▸ **Task instructions**:
Lines below starting with the line with "the loader cab." and going on through the line with "x=918 y=646" must be output exactly; the rest of the records must be left out.
+--
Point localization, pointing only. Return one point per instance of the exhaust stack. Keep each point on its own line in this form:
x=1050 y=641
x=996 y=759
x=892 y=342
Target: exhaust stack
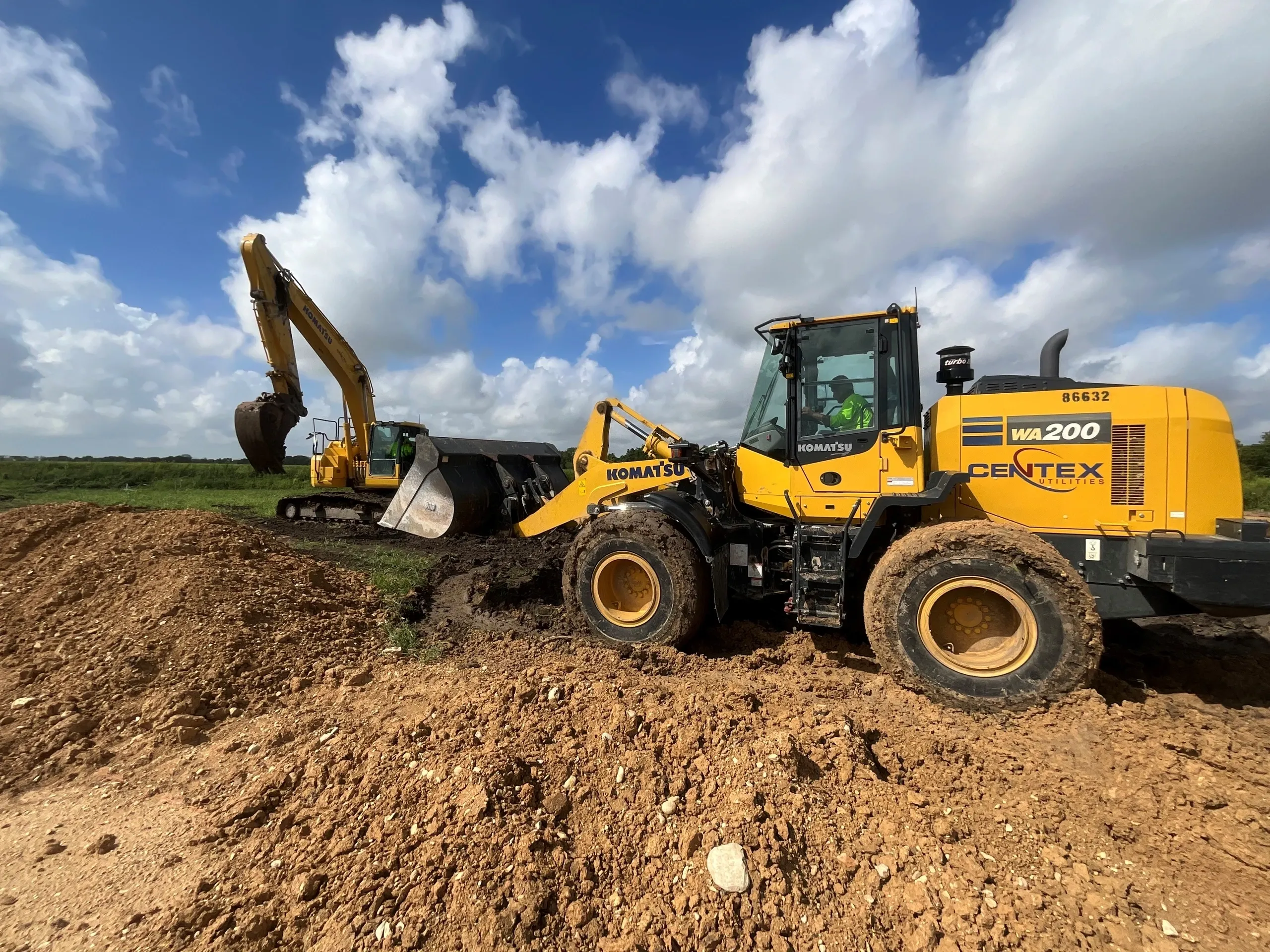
x=1049 y=355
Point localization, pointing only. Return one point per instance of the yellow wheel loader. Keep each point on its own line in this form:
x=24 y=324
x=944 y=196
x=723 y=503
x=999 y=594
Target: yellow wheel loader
x=454 y=485
x=981 y=543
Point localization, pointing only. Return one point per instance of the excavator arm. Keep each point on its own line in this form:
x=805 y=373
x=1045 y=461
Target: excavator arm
x=280 y=302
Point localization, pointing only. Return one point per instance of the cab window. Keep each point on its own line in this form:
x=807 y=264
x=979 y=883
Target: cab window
x=765 y=423
x=837 y=381
x=390 y=446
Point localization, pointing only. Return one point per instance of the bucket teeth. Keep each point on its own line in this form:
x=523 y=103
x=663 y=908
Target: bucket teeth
x=262 y=427
x=473 y=485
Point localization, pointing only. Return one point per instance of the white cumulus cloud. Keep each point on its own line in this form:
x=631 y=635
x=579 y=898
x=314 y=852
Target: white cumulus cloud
x=53 y=132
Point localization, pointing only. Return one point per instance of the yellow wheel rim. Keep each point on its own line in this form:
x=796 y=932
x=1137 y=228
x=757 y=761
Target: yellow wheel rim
x=625 y=590
x=977 y=627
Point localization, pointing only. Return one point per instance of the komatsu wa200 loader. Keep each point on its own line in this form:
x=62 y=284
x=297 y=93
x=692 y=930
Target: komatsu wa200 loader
x=982 y=542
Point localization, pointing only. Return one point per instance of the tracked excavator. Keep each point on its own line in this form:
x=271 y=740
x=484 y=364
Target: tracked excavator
x=459 y=485
x=980 y=543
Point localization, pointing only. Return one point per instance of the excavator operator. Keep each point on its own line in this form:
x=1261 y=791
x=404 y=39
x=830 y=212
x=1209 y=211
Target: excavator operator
x=854 y=412
x=403 y=451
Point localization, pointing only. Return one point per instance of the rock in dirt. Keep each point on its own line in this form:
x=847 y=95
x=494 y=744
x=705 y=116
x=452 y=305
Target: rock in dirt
x=102 y=844
x=727 y=866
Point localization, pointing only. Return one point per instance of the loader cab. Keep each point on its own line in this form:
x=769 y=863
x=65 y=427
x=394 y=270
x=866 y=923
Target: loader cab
x=391 y=452
x=837 y=405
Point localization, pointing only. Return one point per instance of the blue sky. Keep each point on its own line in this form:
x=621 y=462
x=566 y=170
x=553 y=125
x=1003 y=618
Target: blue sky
x=883 y=146
x=157 y=237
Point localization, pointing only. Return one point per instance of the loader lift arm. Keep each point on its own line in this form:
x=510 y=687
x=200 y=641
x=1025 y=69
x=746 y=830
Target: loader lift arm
x=597 y=481
x=280 y=302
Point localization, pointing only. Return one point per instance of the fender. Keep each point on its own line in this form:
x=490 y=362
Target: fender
x=939 y=484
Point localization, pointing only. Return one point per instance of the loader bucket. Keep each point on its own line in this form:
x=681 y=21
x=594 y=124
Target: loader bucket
x=473 y=485
x=262 y=427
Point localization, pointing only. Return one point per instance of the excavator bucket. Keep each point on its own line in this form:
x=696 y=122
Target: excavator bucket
x=473 y=485
x=262 y=427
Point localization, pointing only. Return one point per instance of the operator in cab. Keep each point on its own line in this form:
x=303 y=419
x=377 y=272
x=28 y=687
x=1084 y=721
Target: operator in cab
x=854 y=412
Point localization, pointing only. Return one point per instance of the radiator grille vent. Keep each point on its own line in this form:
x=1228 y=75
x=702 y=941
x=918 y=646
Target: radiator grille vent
x=1130 y=464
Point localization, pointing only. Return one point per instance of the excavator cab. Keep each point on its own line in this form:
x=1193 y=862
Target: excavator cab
x=393 y=446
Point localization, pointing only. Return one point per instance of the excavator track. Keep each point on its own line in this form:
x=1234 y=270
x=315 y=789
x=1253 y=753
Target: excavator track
x=364 y=508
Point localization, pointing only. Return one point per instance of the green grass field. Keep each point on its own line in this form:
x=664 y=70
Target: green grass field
x=216 y=486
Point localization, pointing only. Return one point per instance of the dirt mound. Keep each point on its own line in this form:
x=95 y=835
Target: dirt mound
x=116 y=622
x=535 y=791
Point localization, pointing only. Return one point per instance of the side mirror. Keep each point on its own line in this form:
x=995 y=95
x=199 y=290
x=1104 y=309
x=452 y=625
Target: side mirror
x=788 y=352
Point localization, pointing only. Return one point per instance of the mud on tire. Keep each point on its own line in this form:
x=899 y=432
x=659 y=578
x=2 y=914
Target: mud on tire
x=905 y=606
x=648 y=537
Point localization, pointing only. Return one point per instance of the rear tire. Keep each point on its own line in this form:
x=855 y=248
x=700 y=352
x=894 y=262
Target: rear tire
x=635 y=579
x=982 y=617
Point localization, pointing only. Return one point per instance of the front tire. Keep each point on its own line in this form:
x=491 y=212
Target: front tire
x=982 y=617
x=635 y=579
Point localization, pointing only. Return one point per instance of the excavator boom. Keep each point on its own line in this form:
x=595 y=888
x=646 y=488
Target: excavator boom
x=280 y=302
x=441 y=484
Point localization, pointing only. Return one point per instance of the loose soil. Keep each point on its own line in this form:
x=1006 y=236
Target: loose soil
x=205 y=746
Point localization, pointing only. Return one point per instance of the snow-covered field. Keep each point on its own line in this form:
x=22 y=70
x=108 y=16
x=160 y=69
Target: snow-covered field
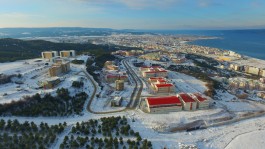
x=185 y=83
x=33 y=72
x=243 y=134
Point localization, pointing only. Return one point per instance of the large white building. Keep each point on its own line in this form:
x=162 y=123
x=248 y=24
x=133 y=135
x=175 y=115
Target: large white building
x=163 y=104
x=69 y=53
x=188 y=103
x=49 y=54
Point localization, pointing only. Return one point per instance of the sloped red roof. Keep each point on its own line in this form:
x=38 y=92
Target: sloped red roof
x=186 y=97
x=116 y=76
x=163 y=85
x=162 y=80
x=155 y=78
x=168 y=100
x=199 y=97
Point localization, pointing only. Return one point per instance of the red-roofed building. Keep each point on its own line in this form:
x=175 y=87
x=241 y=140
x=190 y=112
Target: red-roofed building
x=154 y=71
x=160 y=85
x=188 y=103
x=202 y=102
x=163 y=104
x=111 y=78
x=164 y=88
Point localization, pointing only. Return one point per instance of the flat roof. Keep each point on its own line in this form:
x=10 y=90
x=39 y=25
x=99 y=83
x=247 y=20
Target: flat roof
x=186 y=98
x=199 y=97
x=167 y=100
x=163 y=85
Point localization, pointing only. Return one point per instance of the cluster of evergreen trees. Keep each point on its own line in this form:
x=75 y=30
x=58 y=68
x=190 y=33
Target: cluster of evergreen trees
x=108 y=132
x=61 y=105
x=17 y=135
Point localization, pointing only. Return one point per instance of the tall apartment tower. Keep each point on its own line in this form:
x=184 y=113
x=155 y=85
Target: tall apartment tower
x=49 y=54
x=70 y=53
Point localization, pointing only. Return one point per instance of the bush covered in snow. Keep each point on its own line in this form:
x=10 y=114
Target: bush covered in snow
x=61 y=105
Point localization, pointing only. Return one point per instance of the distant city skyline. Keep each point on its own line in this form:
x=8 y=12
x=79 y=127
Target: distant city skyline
x=134 y=14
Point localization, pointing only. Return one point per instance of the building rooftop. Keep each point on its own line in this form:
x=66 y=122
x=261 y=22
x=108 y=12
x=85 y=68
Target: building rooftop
x=199 y=97
x=186 y=98
x=163 y=85
x=169 y=100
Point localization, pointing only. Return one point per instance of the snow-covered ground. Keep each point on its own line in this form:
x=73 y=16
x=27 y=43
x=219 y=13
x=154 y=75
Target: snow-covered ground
x=185 y=83
x=33 y=72
x=244 y=134
x=253 y=139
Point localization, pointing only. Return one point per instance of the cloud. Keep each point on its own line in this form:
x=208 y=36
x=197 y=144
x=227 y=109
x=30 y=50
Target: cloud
x=208 y=3
x=136 y=4
x=17 y=15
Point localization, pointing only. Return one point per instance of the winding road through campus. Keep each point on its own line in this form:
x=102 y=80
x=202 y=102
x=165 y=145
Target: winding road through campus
x=134 y=98
x=89 y=113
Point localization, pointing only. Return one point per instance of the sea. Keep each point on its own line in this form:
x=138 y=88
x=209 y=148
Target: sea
x=249 y=42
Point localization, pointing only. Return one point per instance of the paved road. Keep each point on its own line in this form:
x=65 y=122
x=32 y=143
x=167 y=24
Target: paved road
x=135 y=96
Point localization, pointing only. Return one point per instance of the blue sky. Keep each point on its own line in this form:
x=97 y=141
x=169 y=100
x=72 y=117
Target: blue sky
x=134 y=14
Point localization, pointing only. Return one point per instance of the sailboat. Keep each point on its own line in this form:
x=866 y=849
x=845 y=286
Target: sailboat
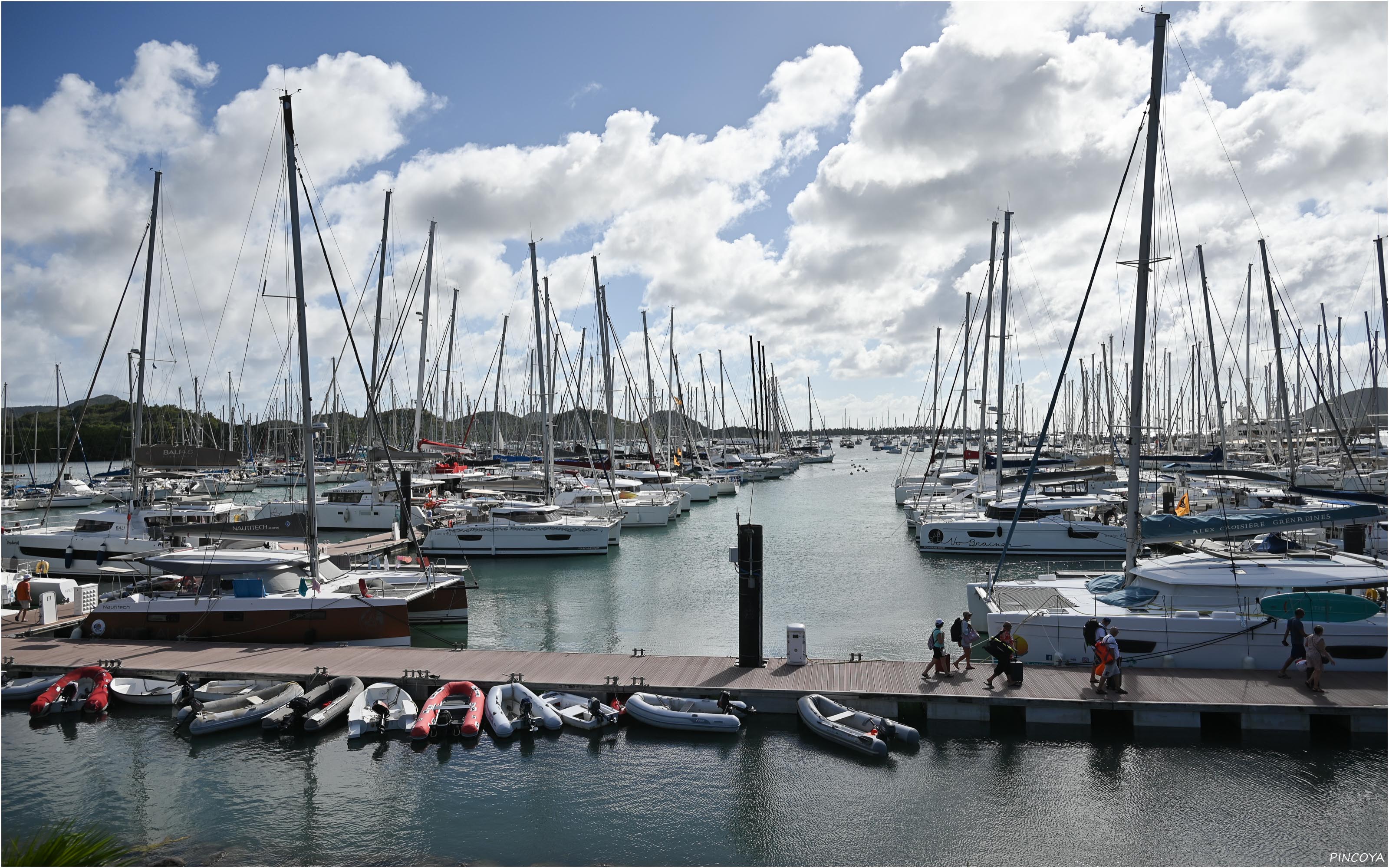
x=498 y=527
x=262 y=594
x=1219 y=605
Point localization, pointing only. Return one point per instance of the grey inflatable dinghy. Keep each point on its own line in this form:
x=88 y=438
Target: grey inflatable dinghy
x=316 y=709
x=867 y=734
x=238 y=710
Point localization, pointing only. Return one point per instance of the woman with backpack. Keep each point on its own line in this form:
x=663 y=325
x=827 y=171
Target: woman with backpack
x=964 y=635
x=939 y=659
x=1002 y=649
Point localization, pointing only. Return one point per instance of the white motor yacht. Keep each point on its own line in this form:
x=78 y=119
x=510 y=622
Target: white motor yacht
x=1196 y=610
x=505 y=528
x=358 y=506
x=82 y=548
x=1060 y=527
x=252 y=595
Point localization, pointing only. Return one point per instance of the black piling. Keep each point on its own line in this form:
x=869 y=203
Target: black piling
x=750 y=596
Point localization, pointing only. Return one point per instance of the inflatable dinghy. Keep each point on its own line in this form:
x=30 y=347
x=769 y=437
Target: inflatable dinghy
x=517 y=709
x=581 y=712
x=692 y=714
x=82 y=689
x=237 y=710
x=27 y=688
x=455 y=709
x=316 y=709
x=226 y=689
x=152 y=691
x=869 y=734
x=380 y=709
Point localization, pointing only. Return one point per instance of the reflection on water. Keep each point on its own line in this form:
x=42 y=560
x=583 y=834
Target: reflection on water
x=838 y=560
x=773 y=793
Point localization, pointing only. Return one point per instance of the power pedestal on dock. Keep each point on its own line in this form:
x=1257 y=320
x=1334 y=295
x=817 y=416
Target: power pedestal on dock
x=750 y=596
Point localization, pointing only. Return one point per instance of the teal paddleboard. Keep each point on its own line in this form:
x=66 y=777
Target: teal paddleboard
x=1324 y=606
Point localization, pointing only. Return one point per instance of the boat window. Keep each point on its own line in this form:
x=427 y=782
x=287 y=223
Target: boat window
x=527 y=519
x=1358 y=652
x=1006 y=513
x=1130 y=598
x=1105 y=584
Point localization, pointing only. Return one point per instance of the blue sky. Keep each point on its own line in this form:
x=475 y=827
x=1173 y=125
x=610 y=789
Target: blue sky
x=891 y=226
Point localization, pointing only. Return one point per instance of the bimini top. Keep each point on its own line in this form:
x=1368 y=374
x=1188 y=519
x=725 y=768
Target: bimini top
x=1292 y=571
x=1248 y=523
x=226 y=562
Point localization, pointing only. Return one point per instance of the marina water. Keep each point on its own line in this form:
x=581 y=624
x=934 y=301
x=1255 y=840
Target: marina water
x=838 y=560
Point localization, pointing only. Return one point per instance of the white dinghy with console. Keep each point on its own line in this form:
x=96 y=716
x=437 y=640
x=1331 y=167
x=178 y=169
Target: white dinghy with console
x=867 y=734
x=516 y=707
x=689 y=714
x=581 y=712
x=380 y=709
x=238 y=710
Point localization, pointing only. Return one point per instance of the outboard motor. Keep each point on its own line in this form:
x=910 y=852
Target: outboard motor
x=382 y=713
x=182 y=691
x=299 y=707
+--
▸ **Exercise response**:
Point localization, pointing only. Return one point per instance of the loader cab. Keep each point on its own line in this form:
x=769 y=863
x=65 y=427
x=394 y=270
x=866 y=923
Target: loader cab
x=391 y=452
x=837 y=405
Point localization, pointing only. Return one point per instance of the blue sky. Keep each point on its own line in this form:
x=621 y=462
x=566 y=170
x=553 y=125
x=1003 y=618
Target: blue sky
x=883 y=146
x=157 y=237
Point localization, pointing only. Return one point per instance of the loader lift arm. Keep each point on its own line in this form:
x=510 y=687
x=200 y=641
x=1025 y=69
x=746 y=830
Target: loader lift arm
x=597 y=481
x=280 y=302
Point localization, pointing only. Return one point per instance of the fender. Keep each point on its own line in this form:
x=490 y=362
Target: fender
x=939 y=484
Point localization, pointing only. Return one point per instance of the loader bucket. Keep each point on its own line in this form:
x=681 y=21
x=594 y=124
Target: loader bucket
x=473 y=485
x=262 y=427
Point localization, pointing only. Return one point per instance of the excavator bucket. Keep each point on its own line in this form:
x=696 y=122
Target: excavator bucket
x=473 y=485
x=262 y=427
Point localization, pointing only. Return one point per instance of the operator in cab. Keep each point on its own line in this form:
x=303 y=419
x=377 y=272
x=28 y=687
x=1084 y=721
Target: operator in cab
x=854 y=412
Point localization, pointing only. Return one point per instance of the radiator grille vent. Keep each point on its own line in this form:
x=1228 y=75
x=702 y=941
x=918 y=646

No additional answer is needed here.